» BRIEF
Search the records below for "visibility" and copy every line it turns up in.

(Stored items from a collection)
»»

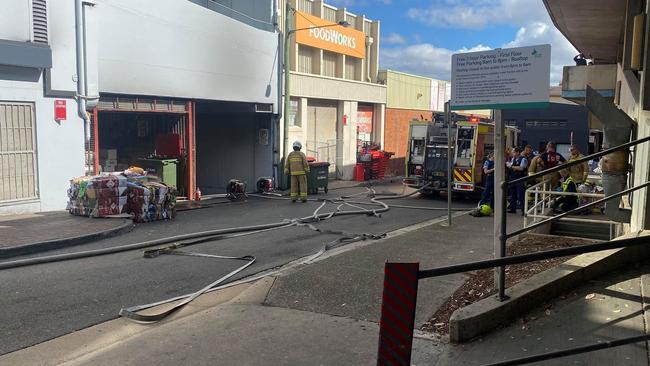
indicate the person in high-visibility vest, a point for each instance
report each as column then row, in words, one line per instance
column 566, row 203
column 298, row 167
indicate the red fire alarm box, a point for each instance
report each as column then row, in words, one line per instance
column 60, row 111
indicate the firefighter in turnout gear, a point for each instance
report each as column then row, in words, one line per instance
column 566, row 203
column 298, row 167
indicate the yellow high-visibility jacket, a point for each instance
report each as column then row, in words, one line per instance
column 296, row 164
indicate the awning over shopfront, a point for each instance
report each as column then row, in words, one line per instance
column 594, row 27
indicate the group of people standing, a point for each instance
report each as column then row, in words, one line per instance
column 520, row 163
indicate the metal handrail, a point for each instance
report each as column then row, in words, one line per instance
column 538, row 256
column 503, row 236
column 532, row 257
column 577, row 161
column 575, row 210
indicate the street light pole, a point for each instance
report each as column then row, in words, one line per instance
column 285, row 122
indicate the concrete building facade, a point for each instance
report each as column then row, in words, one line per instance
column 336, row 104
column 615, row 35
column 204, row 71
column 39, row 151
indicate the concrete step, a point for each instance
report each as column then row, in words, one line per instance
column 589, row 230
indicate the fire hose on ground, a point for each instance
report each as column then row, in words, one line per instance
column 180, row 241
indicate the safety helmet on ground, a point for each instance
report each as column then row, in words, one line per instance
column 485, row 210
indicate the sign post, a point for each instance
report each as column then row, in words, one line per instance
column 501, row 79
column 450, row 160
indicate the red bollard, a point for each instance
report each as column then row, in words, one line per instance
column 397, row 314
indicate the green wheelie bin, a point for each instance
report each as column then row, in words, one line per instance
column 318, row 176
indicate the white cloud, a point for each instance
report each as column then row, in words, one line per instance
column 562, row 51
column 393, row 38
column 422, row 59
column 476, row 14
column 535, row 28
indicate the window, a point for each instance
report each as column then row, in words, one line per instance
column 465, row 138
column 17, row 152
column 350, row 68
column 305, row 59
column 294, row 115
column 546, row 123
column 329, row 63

««
»»

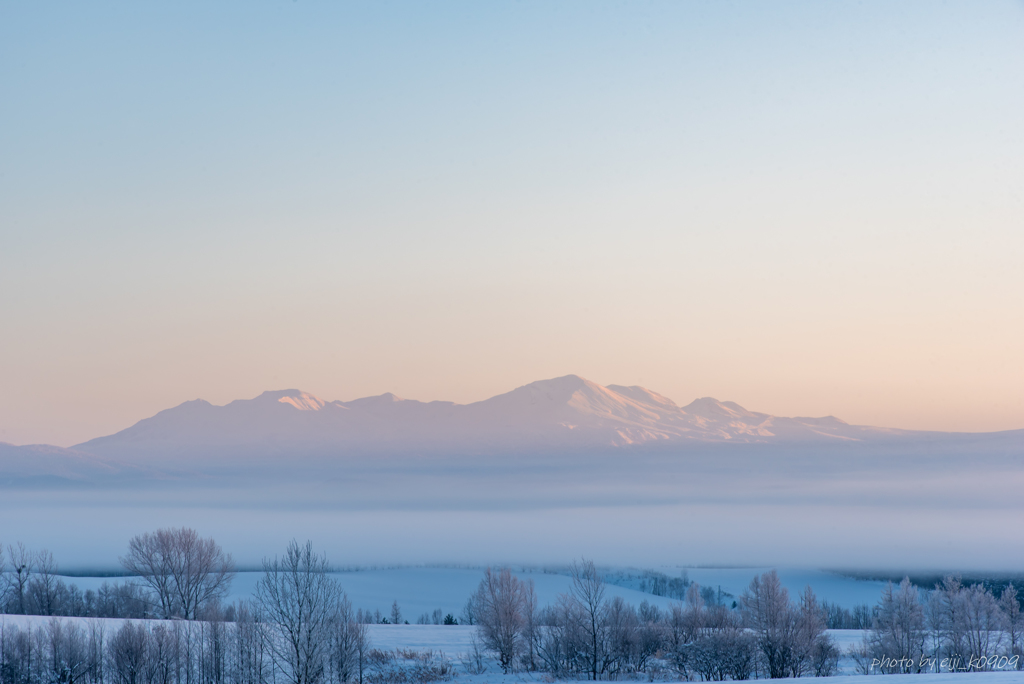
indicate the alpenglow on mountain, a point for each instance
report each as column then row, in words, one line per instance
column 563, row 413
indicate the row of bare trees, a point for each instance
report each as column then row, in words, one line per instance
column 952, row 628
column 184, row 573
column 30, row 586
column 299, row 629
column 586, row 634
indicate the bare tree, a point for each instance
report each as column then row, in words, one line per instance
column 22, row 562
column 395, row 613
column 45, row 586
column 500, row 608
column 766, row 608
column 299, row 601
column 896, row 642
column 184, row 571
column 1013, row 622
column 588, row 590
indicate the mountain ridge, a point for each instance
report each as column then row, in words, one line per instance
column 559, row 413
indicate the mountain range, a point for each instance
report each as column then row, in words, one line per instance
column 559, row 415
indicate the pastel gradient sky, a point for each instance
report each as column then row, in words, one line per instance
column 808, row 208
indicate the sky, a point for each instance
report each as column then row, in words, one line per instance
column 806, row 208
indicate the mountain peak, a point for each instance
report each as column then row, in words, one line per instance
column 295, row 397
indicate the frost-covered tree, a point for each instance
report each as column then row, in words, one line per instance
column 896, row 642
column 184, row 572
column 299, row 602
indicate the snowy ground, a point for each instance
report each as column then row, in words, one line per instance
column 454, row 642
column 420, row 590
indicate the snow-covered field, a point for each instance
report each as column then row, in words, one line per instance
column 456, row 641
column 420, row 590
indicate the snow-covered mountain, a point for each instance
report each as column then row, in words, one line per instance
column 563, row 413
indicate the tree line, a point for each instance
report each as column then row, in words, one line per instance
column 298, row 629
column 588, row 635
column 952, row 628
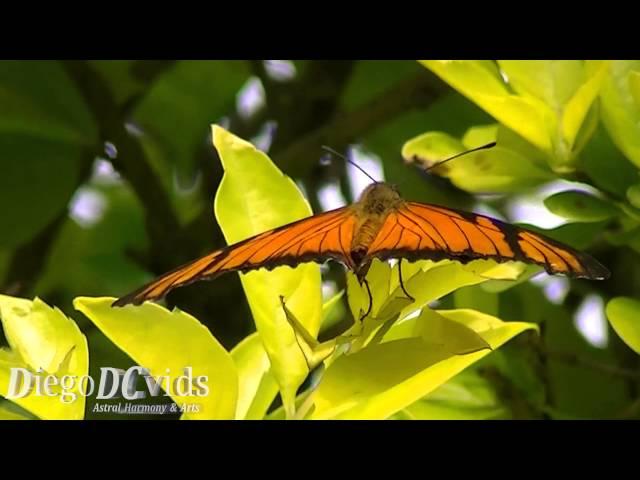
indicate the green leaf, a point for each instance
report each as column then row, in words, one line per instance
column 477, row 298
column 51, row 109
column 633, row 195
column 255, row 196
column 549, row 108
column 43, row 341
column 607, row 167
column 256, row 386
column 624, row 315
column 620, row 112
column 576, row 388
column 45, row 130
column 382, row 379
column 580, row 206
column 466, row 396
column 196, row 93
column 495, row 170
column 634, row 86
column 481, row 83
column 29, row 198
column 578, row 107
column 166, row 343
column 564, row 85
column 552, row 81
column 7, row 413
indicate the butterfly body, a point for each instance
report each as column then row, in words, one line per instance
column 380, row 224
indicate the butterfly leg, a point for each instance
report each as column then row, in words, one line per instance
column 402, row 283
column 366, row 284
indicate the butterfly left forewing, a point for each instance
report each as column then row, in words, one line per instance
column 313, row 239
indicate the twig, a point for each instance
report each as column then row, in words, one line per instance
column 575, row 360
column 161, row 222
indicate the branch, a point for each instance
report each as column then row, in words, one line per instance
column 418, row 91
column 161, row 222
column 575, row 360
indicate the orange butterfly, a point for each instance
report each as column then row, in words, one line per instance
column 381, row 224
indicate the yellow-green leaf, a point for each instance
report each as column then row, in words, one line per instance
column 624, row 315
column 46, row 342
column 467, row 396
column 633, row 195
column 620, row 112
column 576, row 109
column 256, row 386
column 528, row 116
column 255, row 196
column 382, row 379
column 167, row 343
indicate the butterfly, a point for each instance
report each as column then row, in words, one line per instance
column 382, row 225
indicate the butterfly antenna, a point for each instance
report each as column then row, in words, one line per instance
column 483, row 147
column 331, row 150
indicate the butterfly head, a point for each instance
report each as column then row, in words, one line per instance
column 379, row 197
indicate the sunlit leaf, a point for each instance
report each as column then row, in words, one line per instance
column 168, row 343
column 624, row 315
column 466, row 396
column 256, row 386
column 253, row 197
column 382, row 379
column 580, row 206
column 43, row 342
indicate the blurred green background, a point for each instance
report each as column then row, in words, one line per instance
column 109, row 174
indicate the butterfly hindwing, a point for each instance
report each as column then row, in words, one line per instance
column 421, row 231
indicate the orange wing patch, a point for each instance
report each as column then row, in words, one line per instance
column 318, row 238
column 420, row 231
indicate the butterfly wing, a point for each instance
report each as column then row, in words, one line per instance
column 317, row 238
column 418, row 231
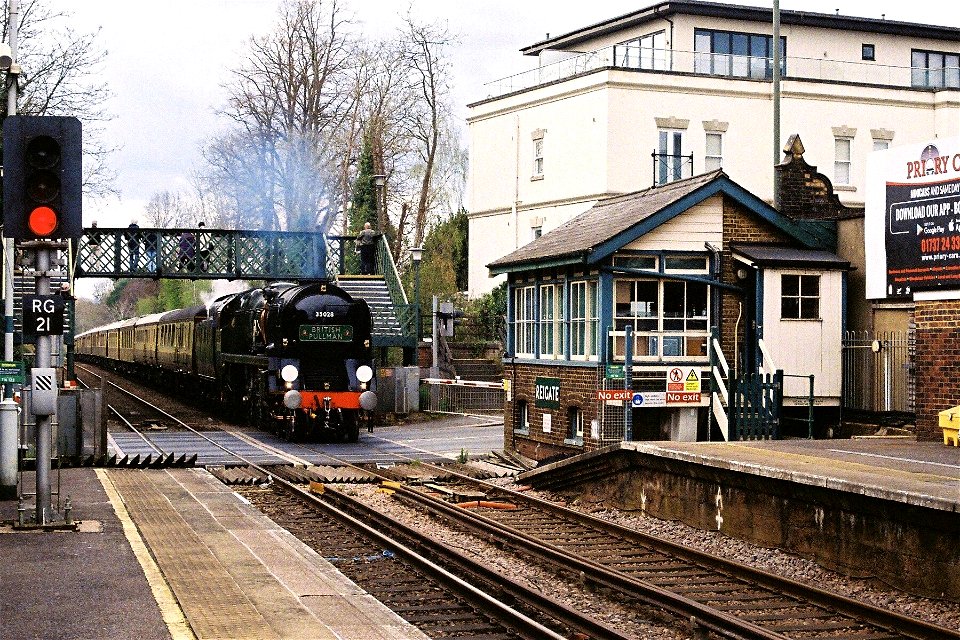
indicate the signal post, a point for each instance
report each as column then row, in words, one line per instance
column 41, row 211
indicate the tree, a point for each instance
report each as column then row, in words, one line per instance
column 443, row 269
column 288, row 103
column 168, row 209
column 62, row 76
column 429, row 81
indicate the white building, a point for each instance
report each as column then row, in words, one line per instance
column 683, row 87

««

» SOLUTION TO THE PROBLEM
indicate the person in high-visibility vest, a point for each instance
indicate the yellow high-visibility jacket, a point for each instance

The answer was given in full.